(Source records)
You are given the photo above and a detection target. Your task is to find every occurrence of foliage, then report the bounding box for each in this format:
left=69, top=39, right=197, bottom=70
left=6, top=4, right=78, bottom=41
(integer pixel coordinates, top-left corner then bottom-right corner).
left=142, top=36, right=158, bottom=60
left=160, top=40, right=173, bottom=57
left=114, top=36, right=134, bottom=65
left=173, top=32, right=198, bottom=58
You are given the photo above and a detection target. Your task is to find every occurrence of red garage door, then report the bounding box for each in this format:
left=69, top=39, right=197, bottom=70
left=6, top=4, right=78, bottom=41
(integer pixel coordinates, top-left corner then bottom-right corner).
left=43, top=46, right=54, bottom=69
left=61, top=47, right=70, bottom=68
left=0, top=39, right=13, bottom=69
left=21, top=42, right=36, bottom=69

→ WHAT YOU ARE ASKED TO DO: Recast the rows above as a two-column CSV with the headers "prompt" and "reply," one line per row. Put each field in double quotes and replace its line breaks with spaces.

→ TASK SOLUTION:
prompt,reply
"You are given the photo above and a detection target. Your task is to find every occurrence of foliage, then report the bounding box for each in this format: left=69, top=39, right=197, bottom=70 left=6, top=4, right=78, bottom=41 (integer pixel coordinates, top-left corner then bottom-right corner).","left=142, top=36, right=158, bottom=60 left=160, top=40, right=173, bottom=57 left=114, top=36, right=134, bottom=65 left=173, top=32, right=198, bottom=58"
"You are given the photo above and a detection target. Your task is to find every occurrence of red garage door, then report the bounding box for each in this format: left=69, top=39, right=197, bottom=70 left=6, top=4, right=78, bottom=41 (integer pixel coordinates, top-left corner then bottom-right corner).","left=43, top=46, right=54, bottom=69 left=61, top=47, right=70, bottom=68 left=0, top=39, right=13, bottom=69 left=21, top=42, right=36, bottom=69"